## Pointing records
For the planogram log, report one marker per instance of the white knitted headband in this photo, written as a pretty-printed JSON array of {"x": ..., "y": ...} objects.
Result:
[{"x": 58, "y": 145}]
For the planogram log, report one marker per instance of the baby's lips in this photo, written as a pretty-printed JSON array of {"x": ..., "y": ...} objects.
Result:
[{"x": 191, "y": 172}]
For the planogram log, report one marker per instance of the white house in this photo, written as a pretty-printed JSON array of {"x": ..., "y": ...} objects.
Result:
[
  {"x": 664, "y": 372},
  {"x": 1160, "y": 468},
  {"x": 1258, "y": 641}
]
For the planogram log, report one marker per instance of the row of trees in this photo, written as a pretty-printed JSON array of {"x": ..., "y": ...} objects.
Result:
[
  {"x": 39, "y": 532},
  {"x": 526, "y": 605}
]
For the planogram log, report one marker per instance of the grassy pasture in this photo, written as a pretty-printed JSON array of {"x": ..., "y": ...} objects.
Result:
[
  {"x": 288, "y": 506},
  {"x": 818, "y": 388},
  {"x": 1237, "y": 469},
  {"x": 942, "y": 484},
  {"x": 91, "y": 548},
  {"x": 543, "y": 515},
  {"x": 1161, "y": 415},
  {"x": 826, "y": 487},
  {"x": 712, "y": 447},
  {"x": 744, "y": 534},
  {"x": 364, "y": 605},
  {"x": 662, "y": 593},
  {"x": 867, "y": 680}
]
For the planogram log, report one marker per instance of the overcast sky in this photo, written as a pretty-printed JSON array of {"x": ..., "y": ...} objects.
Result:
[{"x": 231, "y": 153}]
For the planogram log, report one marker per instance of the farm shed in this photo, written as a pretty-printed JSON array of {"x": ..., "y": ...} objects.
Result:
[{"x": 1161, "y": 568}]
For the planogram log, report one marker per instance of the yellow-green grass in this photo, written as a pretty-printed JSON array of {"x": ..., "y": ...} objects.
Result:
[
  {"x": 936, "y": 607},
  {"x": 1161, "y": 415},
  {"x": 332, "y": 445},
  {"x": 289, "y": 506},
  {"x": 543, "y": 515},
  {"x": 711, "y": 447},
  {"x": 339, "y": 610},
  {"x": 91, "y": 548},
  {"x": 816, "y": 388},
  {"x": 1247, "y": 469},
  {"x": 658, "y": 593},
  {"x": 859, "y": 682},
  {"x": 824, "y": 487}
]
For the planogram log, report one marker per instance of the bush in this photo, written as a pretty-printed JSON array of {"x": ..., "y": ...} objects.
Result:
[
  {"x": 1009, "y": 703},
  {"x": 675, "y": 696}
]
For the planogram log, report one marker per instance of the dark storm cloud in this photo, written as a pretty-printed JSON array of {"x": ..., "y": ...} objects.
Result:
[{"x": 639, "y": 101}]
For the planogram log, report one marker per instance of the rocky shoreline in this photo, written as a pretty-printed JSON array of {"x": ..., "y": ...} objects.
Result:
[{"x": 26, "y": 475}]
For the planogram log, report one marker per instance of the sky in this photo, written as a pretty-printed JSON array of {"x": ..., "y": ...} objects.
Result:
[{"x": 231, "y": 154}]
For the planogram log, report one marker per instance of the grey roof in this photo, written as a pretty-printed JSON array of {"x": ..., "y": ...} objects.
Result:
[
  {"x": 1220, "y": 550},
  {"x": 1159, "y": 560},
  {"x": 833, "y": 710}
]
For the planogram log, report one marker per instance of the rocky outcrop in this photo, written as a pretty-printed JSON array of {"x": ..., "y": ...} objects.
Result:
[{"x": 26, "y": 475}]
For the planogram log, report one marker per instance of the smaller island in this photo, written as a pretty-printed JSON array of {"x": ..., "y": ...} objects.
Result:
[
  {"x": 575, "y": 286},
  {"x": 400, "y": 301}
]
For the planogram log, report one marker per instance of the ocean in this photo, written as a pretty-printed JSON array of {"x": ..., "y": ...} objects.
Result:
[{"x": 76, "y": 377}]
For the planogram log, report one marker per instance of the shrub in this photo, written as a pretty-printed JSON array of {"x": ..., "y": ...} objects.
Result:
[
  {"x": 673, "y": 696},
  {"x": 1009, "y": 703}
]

## Task prompt
Print the listing above in its entirety, with every line exact.

## Result
For the planogram log, report one marker per instance of the white knitted headband in this photo, written as a pretty-printed JSON array of {"x": ..., "y": ...} objects.
Result:
[{"x": 58, "y": 145}]
For the planogram log, report one marker per instance of the baby's lips in this photo, written as a pretty-printed JSON array of {"x": ..., "y": ...} objects.
Result:
[{"x": 191, "y": 172}]
For the planogram log, report one marker per instance of the white house in this photo, written as a pretty-printed JSON array of {"x": ..., "y": ...} objects.
Result:
[
  {"x": 664, "y": 372},
  {"x": 1160, "y": 468},
  {"x": 1258, "y": 641}
]
For the planogram log, report one marker per instance of the row of trees in this photo, written as a pretty-printed JSON array of {"x": ..., "y": ...} objects.
Result:
[
  {"x": 39, "y": 532},
  {"x": 526, "y": 605}
]
For the planogram log, report one marker per instance of the grassy pasture in this photo, written as a pretty-printed JSON array of {"x": ..., "y": ...} objects.
Result:
[
  {"x": 288, "y": 506},
  {"x": 818, "y": 388},
  {"x": 1237, "y": 469},
  {"x": 942, "y": 484},
  {"x": 91, "y": 548},
  {"x": 543, "y": 515},
  {"x": 1161, "y": 415},
  {"x": 826, "y": 487},
  {"x": 712, "y": 447},
  {"x": 744, "y": 534},
  {"x": 364, "y": 605},
  {"x": 662, "y": 593},
  {"x": 867, "y": 680}
]
For the planogram log, report one marker per instance of the overcast sky in this photo, written as a pretty-printed JSON array of {"x": ..., "y": ...} objects.
Result:
[{"x": 231, "y": 153}]
For the planogram log, report one marker per instance of the farm shed in this photo, written as a pretty-printed JSON array of {"x": ..., "y": ...} objects.
Result:
[{"x": 1161, "y": 568}]
For the planogram log, report one marker per instance of the yellow-green grass in this photo, written as a pretty-printed JSON array of {"x": ..., "y": ...} objects.
Result:
[
  {"x": 936, "y": 607},
  {"x": 1161, "y": 415},
  {"x": 332, "y": 445},
  {"x": 289, "y": 506},
  {"x": 543, "y": 515},
  {"x": 711, "y": 447},
  {"x": 339, "y": 610},
  {"x": 91, "y": 548},
  {"x": 816, "y": 388},
  {"x": 1247, "y": 469},
  {"x": 658, "y": 593},
  {"x": 859, "y": 682},
  {"x": 824, "y": 487}
]
For the planogram log, report one marker per instance of the bush in this photo, written as a pretty-printed JSON array of {"x": ..., "y": ...} objects.
Result:
[
  {"x": 1009, "y": 703},
  {"x": 675, "y": 696}
]
For the planogram log, report one marker per instance of the dark storm cloud in this photo, written as a pretty-printed JSON array of {"x": ..., "y": ...} objects.
Result:
[{"x": 639, "y": 101}]
For the planogram log, report one marker per instance of the rocky shoreline in this photo, written as a pretty-printed JSON array of {"x": ..., "y": ...} objects.
Result:
[{"x": 26, "y": 475}]
For the planogram log, report one marker per instance of the sky in this photo, written as a pretty-printed JSON array of {"x": ..., "y": ...} objects.
Result:
[{"x": 231, "y": 154}]
For the planogram log, report one marker per instance of the grey roof in this photo, written as a pretty-printed JSON array of {"x": ..., "y": ...} objects.
Result:
[
  {"x": 1220, "y": 550},
  {"x": 1159, "y": 560},
  {"x": 833, "y": 710}
]
For the planogram log, report one marker per instance of the rocky outcrop in this photo, written as a pretty-printed JSON array of {"x": ..., "y": ...} objects.
Result:
[{"x": 26, "y": 475}]
For the planogram log, report one marker per instance of the smaller island in this photo, written as a pretty-printed JSON array of {"x": ..., "y": ...} objects.
Result:
[
  {"x": 575, "y": 286},
  {"x": 400, "y": 301}
]
For the planogram log, report one marker per instance of the ocean in this photo, written as a pretty-printed JSON array of {"x": ..., "y": ...} objects.
Result:
[{"x": 76, "y": 377}]
For the planogram log, report one marker per instance of the shrub in this photo, written as a pretty-printed JSON array of {"x": ..., "y": ...} objects.
Result:
[
  {"x": 673, "y": 696},
  {"x": 1009, "y": 703}
]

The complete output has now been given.